• Task to carry out
Which lines in the rows below contain the string "windshield"? Copy out each one, treating case as significant.
[Start of Supplied records]
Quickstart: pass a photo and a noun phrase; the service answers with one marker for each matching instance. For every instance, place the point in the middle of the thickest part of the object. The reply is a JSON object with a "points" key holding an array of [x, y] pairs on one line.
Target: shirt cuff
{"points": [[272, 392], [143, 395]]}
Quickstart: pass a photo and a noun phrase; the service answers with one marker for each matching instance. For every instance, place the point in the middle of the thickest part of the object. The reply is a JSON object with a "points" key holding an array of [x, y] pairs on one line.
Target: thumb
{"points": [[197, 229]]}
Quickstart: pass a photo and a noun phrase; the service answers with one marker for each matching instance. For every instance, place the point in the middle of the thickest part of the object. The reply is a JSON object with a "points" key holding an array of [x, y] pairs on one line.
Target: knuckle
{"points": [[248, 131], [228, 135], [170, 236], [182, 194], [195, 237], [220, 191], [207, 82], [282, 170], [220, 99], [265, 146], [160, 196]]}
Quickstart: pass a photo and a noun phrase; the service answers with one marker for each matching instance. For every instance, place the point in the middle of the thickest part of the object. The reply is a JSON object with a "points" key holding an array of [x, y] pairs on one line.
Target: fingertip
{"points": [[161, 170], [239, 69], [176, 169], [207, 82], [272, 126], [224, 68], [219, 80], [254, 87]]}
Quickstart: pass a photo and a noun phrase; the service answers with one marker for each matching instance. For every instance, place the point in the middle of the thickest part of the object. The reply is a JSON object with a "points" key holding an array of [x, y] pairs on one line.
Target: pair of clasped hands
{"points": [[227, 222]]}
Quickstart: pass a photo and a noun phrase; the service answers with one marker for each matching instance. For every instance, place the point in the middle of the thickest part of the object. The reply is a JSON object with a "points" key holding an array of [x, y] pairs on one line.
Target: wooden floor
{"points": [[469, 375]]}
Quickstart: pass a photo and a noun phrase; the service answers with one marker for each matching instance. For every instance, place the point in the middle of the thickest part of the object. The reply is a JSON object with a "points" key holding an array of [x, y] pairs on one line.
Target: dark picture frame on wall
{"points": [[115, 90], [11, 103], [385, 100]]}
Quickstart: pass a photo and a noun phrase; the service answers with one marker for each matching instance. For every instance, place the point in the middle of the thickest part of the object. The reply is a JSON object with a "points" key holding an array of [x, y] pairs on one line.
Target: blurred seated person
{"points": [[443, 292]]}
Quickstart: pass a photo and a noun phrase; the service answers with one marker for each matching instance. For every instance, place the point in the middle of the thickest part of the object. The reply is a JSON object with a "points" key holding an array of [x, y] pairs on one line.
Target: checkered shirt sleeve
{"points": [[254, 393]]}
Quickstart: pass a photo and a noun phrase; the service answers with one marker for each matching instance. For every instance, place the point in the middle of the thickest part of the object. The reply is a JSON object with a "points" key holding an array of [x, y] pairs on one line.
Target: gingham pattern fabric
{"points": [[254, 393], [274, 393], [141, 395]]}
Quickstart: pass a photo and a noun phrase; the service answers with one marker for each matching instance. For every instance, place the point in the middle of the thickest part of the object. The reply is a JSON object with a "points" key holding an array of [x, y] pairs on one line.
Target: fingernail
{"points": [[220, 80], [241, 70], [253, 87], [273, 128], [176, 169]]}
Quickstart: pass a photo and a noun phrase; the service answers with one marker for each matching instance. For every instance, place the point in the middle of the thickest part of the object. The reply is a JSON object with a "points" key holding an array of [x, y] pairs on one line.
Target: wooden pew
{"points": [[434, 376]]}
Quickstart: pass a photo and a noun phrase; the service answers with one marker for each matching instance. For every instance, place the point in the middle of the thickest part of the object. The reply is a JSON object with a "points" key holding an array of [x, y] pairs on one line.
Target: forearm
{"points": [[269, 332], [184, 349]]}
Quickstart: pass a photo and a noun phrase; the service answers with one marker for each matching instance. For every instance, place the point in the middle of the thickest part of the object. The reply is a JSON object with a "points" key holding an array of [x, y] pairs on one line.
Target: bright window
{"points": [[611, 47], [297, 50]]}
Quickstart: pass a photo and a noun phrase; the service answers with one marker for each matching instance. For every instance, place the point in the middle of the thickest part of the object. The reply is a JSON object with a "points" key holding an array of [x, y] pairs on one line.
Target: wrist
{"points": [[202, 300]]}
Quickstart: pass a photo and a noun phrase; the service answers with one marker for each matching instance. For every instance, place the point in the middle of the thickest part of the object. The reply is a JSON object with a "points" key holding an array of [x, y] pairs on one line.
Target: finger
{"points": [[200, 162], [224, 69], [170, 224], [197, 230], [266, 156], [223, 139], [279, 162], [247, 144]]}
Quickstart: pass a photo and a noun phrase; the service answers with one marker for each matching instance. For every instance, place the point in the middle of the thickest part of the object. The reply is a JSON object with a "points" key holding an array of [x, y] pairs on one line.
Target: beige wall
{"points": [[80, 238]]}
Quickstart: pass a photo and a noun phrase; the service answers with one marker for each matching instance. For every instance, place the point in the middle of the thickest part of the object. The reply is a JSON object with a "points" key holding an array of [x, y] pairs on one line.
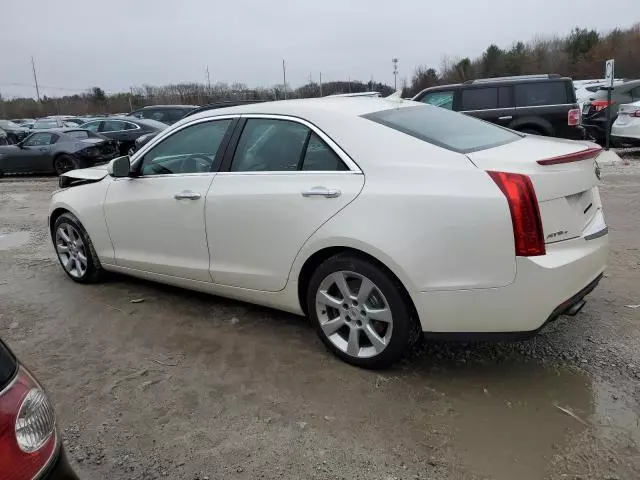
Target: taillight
{"points": [[574, 116], [525, 212], [601, 104], [28, 439]]}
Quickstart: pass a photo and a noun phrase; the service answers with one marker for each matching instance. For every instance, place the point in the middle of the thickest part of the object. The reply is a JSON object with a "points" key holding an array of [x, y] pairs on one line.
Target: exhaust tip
{"points": [[575, 308]]}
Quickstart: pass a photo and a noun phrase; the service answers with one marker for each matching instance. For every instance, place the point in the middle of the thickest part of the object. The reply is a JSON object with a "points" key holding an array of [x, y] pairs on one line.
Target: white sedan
{"points": [[378, 218], [626, 128]]}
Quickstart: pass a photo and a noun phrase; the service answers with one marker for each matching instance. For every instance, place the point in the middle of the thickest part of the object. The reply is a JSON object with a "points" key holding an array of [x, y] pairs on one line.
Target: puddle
{"points": [[13, 239], [510, 423]]}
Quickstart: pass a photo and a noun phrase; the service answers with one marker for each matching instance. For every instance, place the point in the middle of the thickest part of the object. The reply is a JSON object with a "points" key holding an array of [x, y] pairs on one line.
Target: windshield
{"points": [[8, 124], [444, 128], [47, 123]]}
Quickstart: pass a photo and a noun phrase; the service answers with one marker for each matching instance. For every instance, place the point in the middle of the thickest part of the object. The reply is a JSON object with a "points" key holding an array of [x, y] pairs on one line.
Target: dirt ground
{"points": [[188, 386]]}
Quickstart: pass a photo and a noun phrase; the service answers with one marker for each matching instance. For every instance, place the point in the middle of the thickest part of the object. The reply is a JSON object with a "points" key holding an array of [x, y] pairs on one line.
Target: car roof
{"points": [[353, 106], [168, 106]]}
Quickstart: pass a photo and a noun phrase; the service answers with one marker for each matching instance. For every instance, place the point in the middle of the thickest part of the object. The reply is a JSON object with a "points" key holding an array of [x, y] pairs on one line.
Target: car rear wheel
{"points": [[359, 312], [64, 163], [75, 250]]}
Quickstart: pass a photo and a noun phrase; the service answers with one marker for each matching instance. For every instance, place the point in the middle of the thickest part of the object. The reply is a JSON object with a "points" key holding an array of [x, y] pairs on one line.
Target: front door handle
{"points": [[187, 195], [321, 192]]}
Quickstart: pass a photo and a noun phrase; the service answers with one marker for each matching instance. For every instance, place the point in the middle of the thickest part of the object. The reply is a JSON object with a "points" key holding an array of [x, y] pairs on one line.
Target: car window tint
{"points": [[78, 134], [193, 149], [112, 126], [479, 98], [40, 139], [268, 145], [439, 99], [318, 156], [91, 126], [504, 97], [541, 93], [450, 130]]}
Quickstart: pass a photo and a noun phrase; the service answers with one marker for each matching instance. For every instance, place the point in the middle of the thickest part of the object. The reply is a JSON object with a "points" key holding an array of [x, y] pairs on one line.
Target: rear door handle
{"points": [[321, 192], [187, 195]]}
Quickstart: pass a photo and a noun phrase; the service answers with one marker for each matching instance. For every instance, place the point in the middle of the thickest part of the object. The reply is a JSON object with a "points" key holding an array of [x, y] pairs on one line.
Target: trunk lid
{"points": [[564, 175]]}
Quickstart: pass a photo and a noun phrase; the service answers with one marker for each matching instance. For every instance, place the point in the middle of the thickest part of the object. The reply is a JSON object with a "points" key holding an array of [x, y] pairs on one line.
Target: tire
{"points": [[64, 163], [72, 243], [346, 328]]}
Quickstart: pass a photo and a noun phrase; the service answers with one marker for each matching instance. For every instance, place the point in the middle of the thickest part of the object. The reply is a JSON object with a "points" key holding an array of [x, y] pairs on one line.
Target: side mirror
{"points": [[119, 167]]}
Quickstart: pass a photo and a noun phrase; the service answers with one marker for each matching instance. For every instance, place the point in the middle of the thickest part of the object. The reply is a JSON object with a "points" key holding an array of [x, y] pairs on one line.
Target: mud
{"points": [[184, 385]]}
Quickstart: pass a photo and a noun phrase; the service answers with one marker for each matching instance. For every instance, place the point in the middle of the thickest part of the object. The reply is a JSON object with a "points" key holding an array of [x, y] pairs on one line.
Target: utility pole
{"points": [[394, 61], [284, 79], [35, 78]]}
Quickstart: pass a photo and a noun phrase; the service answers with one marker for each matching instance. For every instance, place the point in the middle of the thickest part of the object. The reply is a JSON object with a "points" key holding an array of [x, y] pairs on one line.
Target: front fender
{"points": [[86, 202]]}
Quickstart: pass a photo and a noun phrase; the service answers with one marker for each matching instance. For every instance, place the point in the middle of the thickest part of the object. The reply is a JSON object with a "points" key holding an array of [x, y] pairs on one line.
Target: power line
{"points": [[35, 78]]}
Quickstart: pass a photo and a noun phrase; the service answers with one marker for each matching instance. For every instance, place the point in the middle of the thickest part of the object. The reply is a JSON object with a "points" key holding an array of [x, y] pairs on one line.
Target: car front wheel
{"points": [[75, 250], [360, 313]]}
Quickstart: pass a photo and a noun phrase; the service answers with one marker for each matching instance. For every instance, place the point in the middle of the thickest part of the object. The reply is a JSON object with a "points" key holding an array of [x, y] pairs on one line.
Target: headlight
{"points": [[36, 421]]}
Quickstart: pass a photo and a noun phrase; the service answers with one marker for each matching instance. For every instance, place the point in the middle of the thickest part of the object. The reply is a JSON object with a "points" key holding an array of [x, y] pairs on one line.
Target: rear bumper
{"points": [[60, 469], [544, 288]]}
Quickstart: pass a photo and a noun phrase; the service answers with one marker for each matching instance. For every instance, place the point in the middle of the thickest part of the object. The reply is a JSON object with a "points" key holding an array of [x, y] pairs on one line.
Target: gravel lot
{"points": [[187, 386]]}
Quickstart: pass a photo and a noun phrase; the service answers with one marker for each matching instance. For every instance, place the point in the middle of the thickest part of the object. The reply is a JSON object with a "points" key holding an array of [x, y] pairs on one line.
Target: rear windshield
{"points": [[444, 128], [543, 93]]}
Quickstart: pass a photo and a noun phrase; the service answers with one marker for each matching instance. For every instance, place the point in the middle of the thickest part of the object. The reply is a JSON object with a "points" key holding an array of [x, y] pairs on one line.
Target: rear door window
{"points": [[479, 98], [450, 130], [541, 93]]}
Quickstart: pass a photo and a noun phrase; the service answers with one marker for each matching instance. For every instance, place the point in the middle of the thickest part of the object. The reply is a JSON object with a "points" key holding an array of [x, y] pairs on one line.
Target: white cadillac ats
{"points": [[377, 218]]}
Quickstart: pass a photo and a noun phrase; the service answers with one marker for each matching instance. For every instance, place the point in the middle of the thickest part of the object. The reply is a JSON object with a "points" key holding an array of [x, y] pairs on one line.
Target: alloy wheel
{"points": [[354, 314], [71, 250]]}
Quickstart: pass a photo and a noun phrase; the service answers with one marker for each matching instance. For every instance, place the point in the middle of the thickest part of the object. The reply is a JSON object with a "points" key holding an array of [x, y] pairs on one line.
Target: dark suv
{"points": [[168, 114], [538, 104]]}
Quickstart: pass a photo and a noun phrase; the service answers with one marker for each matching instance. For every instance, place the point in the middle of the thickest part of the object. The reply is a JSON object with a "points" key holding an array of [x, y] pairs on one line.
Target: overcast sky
{"points": [[116, 44]]}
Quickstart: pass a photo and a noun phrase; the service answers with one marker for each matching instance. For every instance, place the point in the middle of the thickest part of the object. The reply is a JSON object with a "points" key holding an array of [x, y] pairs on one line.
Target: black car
{"points": [[144, 139], [537, 104], [594, 112], [168, 114], [29, 441], [57, 151], [125, 130], [15, 133]]}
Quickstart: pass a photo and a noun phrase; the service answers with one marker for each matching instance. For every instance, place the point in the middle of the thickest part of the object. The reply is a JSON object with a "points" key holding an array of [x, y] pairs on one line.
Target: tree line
{"points": [[580, 55]]}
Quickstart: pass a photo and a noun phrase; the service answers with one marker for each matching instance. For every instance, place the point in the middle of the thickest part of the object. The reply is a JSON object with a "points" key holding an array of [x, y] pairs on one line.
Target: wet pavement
[End of Supplied records]
• Reply
Target: windshield
Target: rear windshield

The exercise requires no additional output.